> **EXERCISE DESCRIPTION**:
Once you have read the data below, set it all down again exactly.

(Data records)
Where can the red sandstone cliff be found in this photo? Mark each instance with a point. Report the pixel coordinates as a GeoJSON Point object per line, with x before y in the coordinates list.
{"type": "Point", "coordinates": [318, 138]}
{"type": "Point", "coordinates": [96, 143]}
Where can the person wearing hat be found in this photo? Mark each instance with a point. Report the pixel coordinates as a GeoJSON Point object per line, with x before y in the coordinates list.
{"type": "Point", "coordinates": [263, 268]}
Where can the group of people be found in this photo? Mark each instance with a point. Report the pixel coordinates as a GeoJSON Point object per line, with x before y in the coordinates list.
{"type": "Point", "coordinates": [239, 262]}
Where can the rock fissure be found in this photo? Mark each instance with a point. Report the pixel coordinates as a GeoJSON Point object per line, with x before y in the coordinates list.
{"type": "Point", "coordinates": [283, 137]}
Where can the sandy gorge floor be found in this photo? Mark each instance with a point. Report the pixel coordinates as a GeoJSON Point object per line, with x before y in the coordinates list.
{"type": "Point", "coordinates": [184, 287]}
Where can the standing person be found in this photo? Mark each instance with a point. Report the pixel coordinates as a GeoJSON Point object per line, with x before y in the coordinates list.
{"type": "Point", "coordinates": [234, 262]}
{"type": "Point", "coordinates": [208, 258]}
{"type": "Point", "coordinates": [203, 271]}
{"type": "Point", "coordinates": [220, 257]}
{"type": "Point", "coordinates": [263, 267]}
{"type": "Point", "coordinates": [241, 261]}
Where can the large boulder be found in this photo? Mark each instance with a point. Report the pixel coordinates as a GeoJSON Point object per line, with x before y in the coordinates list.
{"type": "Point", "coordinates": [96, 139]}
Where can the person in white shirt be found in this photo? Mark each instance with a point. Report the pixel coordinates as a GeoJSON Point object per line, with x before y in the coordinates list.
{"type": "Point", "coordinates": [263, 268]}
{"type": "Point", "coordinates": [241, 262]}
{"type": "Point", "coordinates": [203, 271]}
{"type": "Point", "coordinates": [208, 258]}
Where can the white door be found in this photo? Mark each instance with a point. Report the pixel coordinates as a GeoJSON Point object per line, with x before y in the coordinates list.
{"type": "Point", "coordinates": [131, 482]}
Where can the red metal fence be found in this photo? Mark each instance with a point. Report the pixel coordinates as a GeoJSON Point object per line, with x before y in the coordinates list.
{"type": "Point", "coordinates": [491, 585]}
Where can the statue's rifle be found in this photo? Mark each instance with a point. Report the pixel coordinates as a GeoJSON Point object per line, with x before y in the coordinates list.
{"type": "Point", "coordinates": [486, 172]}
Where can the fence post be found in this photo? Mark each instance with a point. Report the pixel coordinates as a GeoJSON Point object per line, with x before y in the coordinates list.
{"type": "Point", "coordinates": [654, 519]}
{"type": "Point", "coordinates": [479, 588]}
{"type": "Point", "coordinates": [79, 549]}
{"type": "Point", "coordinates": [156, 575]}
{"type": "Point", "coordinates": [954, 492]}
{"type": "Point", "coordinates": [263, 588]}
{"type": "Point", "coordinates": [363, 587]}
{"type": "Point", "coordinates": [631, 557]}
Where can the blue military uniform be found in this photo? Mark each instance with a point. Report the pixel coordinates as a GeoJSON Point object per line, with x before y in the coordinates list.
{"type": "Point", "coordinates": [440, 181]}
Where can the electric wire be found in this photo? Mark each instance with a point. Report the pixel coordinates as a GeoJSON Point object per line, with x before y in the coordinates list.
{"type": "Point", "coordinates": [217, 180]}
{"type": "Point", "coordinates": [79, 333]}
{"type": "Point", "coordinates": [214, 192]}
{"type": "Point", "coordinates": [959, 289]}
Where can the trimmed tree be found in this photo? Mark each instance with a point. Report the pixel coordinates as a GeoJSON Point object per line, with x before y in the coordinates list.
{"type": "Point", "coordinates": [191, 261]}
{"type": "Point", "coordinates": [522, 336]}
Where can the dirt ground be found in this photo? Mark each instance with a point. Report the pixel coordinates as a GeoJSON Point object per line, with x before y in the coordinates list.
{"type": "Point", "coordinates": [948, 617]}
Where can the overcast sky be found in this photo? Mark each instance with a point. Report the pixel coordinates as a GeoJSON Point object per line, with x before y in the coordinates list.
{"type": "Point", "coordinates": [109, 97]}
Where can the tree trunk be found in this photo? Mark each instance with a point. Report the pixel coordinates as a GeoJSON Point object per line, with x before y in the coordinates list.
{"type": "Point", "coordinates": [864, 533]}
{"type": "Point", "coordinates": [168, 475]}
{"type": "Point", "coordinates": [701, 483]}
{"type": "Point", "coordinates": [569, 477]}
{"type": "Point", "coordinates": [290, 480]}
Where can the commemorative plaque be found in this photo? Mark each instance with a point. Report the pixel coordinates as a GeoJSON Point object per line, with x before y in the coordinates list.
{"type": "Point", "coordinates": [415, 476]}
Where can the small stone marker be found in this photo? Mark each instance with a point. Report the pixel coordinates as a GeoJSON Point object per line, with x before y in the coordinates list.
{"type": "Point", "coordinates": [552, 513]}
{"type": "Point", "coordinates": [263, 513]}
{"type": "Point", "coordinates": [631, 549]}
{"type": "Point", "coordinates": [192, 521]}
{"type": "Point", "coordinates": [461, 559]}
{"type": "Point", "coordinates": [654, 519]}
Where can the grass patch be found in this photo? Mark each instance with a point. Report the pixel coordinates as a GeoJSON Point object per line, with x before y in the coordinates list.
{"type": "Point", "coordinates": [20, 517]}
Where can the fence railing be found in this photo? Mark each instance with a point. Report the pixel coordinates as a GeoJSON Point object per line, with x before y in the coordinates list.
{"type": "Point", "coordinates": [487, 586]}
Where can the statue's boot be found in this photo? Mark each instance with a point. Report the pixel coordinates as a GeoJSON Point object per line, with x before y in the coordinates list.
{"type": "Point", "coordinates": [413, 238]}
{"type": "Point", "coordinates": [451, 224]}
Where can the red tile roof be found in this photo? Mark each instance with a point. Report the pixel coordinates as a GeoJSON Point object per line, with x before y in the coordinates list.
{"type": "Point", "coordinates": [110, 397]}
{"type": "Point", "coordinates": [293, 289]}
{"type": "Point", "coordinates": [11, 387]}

> **SOLUTION TO THIS EXERCISE**:
Where can the red sandstone cliff be found in this photo? Mark each instance with a point. Report the pixel coordinates as a GeoJSON Point object per line, with x before y in the coordinates list.
{"type": "Point", "coordinates": [318, 138]}
{"type": "Point", "coordinates": [96, 143]}
Where can the person wearing hat be found in this photo? Mark each instance with a point. Report the pixel coordinates as a GeoJSON Point object per line, with x before y in the coordinates list.
{"type": "Point", "coordinates": [263, 268]}
Where can the group of people be found in this photo? Mark each instance with a point. Report the pixel coordinates as a GeoJSON Point object per line, with x before y in the coordinates list.
{"type": "Point", "coordinates": [239, 262]}
Where can the rock fissure be found in this photo? Mark each instance with a point. Report the pixel coordinates as a GeoJSON Point object per line, with x before y in the coordinates list.
{"type": "Point", "coordinates": [283, 137]}
Where can the sandy gorge floor be found in this photo? Mark each instance with a point. Report the pixel coordinates as a GeoJSON Point object per line, with x before y in the coordinates list.
{"type": "Point", "coordinates": [184, 287]}
Where can the standing person be found in this photo? Mark each instance with a point. Report the pixel coordinates as a GeoJSON Point object per line, with x before y in the coordinates list.
{"type": "Point", "coordinates": [234, 262]}
{"type": "Point", "coordinates": [208, 258]}
{"type": "Point", "coordinates": [203, 271]}
{"type": "Point", "coordinates": [220, 257]}
{"type": "Point", "coordinates": [263, 267]}
{"type": "Point", "coordinates": [241, 261]}
Where can the large boulder be found in this photo? Mark each instance with a point. Report the pixel coordinates as a GeoJSON Point object per line, with x before y in the coordinates list.
{"type": "Point", "coordinates": [96, 139]}
Where can the person in white shirt be found in this photo? Mark each instance with a point. Report the pixel coordinates as a GeoJSON Point object per line, with x before y in the coordinates list.
{"type": "Point", "coordinates": [263, 268]}
{"type": "Point", "coordinates": [241, 262]}
{"type": "Point", "coordinates": [203, 271]}
{"type": "Point", "coordinates": [208, 258]}
Where can the white door be found in this photo? Mark each instance with a point. Report the pixel coordinates as a GeoJSON Point object per line, with x before y in the coordinates list.
{"type": "Point", "coordinates": [131, 482]}
Where can the red metal fence be found in this photo? Mark each instance with a point. Report the pixel coordinates as a GeoJSON Point object per line, with x before y in the coordinates list.
{"type": "Point", "coordinates": [491, 585]}
Where can the statue's rifle be found in this photo? Mark each instance with a point. Report the pixel coordinates as a GeoJSON Point object per line, with x before y in the coordinates list.
{"type": "Point", "coordinates": [486, 172]}
Where can the fence post be found in this photo? Mark each instance with a point. Report the pixel coordinates as a GeoJSON Point object per line, with x before y in the coordinates list.
{"type": "Point", "coordinates": [654, 519]}
{"type": "Point", "coordinates": [479, 588]}
{"type": "Point", "coordinates": [79, 549]}
{"type": "Point", "coordinates": [156, 575]}
{"type": "Point", "coordinates": [954, 492]}
{"type": "Point", "coordinates": [263, 588]}
{"type": "Point", "coordinates": [363, 587]}
{"type": "Point", "coordinates": [631, 557]}
Where can the blue military uniform be found in this photo? Mark each instance with a point. Report the pixel coordinates as a GeoJSON Point object per line, with x before y in the coordinates list.
{"type": "Point", "coordinates": [440, 181]}
Where can the electric wire be found in this photo? Mark each instance with a point. Report the pixel coordinates as a GeoJSON Point object per line, with x before y in the coordinates list.
{"type": "Point", "coordinates": [217, 180]}
{"type": "Point", "coordinates": [79, 333]}
{"type": "Point", "coordinates": [214, 192]}
{"type": "Point", "coordinates": [959, 289]}
Where can the trimmed tree be found in this photo? Mark each instance with a point. Report the pixel coordinates as a GeoJSON Point object per line, with x before y in the coordinates list.
{"type": "Point", "coordinates": [191, 261]}
{"type": "Point", "coordinates": [522, 336]}
Where can the dirt ground be found in this photo? Mark each instance with a point. Report the pixel coordinates as a GeoJSON Point object per line, with x before y in the coordinates list.
{"type": "Point", "coordinates": [948, 617]}
Where can the overcast sky be found in this photo? Mark each instance with a point. Report the pixel coordinates as a GeoJSON Point object per line, with x before y in the coordinates list.
{"type": "Point", "coordinates": [109, 97]}
Where can the tree trunk be found in this photo? Mark each instance with a point. Report the pixel coordinates as a GeoJSON Point object per line, with x before y in the coordinates list.
{"type": "Point", "coordinates": [864, 533]}
{"type": "Point", "coordinates": [168, 475]}
{"type": "Point", "coordinates": [701, 483]}
{"type": "Point", "coordinates": [569, 477]}
{"type": "Point", "coordinates": [290, 480]}
Where can the commemorative plaque be found in this photo? Mark each instance with a point. Report the pixel coordinates as a GeoJSON Point object per line, with x before y in the coordinates list.
{"type": "Point", "coordinates": [415, 476]}
Where can the small stone marker be found in this photo? Mark each instance with a point. Report the pixel coordinates as a GeoJSON Point object per line, with x before y in the coordinates list.
{"type": "Point", "coordinates": [552, 513]}
{"type": "Point", "coordinates": [263, 513]}
{"type": "Point", "coordinates": [631, 549]}
{"type": "Point", "coordinates": [192, 521]}
{"type": "Point", "coordinates": [461, 559]}
{"type": "Point", "coordinates": [654, 519]}
Where can the grass patch be found in this photo? Mark each instance with a point. Report the pixel coordinates as a GeoJSON Point object per line, with x before y in the coordinates list.
{"type": "Point", "coordinates": [20, 517]}
Where can the fence railing be found in this photo? Mark each instance with a point. Report the pixel coordinates as a GeoJSON Point object per line, with x before y in the coordinates list.
{"type": "Point", "coordinates": [487, 586]}
Where can the statue's boot be found in this photo? Mark each instance with a point. Report the pixel coordinates as a GeoJSON Point object per line, with x before y in the coordinates list.
{"type": "Point", "coordinates": [413, 238]}
{"type": "Point", "coordinates": [451, 224]}
Where can the red tile roof be found in this photo? Mark each instance with a point. Report the pixel coordinates as a GeoJSON Point object per line, with x before y in the coordinates list.
{"type": "Point", "coordinates": [110, 397]}
{"type": "Point", "coordinates": [293, 289]}
{"type": "Point", "coordinates": [11, 387]}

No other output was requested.